■ EXERCISE INSTRUCTIONS
1. Print the part of the text on ingestible capsules and virus-built computer memory that opens with the words containing "What is it?" and closes with "Specifically, a bacteriophage.".
2. In the text on ingestible capsules and virus-built memory, what shape does the swallowed device unfold into?

■ DOCUMENT EXCERPT
☆ ☆ ☆ ☆

Why does it matter? Ingestible capsules that can be controlled once they enter the body have promise as drug-delivery devices. They could release drugs on a time delay, or could help patients at home maintain the strict dosing regimens required to treat conditions such as HIV and malaria. They could also spot symptoms of infection or allergic reaction. “Our system could provide closed-loop monitoring and treatment, whereby a signal can help guide the delivery of a drug or tuning the dose of a drug,” MIT’s Giovanni Traverso said. He is a senior author of the study, which was published this month in Advanced Materials Technology (and which describes the devices as “3D-printed gastric resident electronics”).
How does it work? Building on their own earlier research, the scientists designed a tiny device that fits into a smooth capsule but unfolds into a Y shape once swallowed. One of its “arms” includes four compartments that can hold drugs and could be designed to be opened remotely via Bluetooth. Right now, the device is powered by a small silver-oxide battery, but its creators are exploring alternate ways to get it juiced — including with stomach acid.
What is it? Another MIT collaboration, this time with the Singapore University of Technology and Design, has yielded a way to use a virus to make computers run faster. Not a computer virus, either — an actual virus. Specifically, a bacteriophage.
Why does it matter? Researchers have been searching for computing technology that will reduce memory delays of milliseconds to something even smaller, like nanoseconds. One factor slowing down computing time is storage and transfer delays between fast RAM chips and hard-drive memory. The hunt has been on, therefore, for a “universal-like memory type,” according to the paper in Applied Nano Materials. Enter phase-change memory, whereby data is stored in a material whose state constantly changes between amorphous and crystalline.
How does it work? So far, so good, but: The materials best-suited for phase-change memory tend to separate at the high temperatures used during the manufacturing of computer circuits. This is where the research team staged its intervention. They used the M13 bacteriophage, a popular material in genetic engineering, as a kind of template to construct their tiny devices. (Phages, as they’re known, are viruses that infect bacteria, and scientists love them.) The presence of the virus allowed the construction to be completed at much lower temperatures than normal — and that points the way toward much faster computing power in the future.

☆ ☆ ☆ ☆

■ DATASET EXCERPTS
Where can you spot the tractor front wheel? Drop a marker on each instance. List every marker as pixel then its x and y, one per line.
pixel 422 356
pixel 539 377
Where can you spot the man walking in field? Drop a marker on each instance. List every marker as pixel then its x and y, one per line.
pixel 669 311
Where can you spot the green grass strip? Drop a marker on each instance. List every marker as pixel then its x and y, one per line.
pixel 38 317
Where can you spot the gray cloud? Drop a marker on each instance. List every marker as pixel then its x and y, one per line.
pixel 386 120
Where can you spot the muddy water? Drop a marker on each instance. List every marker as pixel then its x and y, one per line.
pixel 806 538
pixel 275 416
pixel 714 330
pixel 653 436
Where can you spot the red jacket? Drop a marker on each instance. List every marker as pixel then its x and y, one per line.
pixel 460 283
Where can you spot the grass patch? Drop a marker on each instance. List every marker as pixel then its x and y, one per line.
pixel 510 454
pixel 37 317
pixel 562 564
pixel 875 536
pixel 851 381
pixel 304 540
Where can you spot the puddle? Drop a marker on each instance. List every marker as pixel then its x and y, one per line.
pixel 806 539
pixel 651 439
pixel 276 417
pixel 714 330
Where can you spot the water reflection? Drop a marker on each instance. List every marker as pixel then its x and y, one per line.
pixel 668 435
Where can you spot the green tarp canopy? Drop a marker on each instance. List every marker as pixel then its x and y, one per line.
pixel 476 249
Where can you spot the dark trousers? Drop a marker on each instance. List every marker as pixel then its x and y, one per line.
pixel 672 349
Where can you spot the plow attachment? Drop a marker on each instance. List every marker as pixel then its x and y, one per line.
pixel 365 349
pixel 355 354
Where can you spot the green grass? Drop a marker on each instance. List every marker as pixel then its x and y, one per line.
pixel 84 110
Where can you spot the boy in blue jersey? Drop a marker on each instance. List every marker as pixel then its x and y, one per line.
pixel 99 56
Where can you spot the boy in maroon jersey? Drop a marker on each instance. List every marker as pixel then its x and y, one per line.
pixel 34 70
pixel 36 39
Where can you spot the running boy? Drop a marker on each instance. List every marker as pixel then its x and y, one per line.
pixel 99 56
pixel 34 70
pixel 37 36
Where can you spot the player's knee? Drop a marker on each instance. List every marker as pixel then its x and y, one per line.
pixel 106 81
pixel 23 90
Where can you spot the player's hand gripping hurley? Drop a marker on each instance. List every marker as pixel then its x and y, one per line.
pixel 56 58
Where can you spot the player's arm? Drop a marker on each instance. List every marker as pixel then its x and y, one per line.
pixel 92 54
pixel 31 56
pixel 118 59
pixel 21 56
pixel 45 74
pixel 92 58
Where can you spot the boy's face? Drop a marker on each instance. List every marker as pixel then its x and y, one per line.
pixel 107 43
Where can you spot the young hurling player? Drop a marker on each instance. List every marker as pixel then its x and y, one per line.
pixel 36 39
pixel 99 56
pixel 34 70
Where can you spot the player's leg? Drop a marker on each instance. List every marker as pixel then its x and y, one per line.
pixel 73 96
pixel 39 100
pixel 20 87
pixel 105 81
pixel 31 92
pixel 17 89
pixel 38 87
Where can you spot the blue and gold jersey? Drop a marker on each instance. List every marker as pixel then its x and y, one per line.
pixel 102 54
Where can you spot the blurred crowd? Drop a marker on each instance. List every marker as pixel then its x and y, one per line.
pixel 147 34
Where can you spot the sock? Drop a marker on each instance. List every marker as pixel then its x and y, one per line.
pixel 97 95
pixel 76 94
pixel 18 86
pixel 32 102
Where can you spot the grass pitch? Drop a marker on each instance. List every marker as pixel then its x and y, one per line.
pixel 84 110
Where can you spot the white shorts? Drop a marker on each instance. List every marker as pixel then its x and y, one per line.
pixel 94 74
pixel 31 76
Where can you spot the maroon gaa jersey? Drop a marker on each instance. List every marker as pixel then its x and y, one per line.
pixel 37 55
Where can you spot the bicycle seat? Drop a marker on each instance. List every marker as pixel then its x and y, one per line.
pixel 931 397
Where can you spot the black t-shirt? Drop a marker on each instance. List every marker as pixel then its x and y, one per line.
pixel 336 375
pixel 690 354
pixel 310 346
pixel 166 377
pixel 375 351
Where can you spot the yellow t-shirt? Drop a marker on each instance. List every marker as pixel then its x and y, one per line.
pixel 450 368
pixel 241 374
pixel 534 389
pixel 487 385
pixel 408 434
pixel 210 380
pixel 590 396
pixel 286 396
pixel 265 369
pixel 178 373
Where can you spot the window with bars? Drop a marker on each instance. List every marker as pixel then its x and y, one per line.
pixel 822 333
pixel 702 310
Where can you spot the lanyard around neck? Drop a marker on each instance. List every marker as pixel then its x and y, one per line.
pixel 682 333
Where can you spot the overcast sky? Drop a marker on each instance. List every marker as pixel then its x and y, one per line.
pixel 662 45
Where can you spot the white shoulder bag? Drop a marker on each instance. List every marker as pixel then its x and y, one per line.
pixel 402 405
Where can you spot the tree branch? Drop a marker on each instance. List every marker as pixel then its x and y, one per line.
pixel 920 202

☆ ☆ ☆ ☆

■ SOLUTIONS FOR EACH TASK
1.
What is it? Another MIT collaboration, this time with the Singapore University of Technology and Design, has yielded a way to use a virus to make computers run faster. Not a computer virus, either — an actual virus. Specifically, a bacteriophage.

2. A Y shape.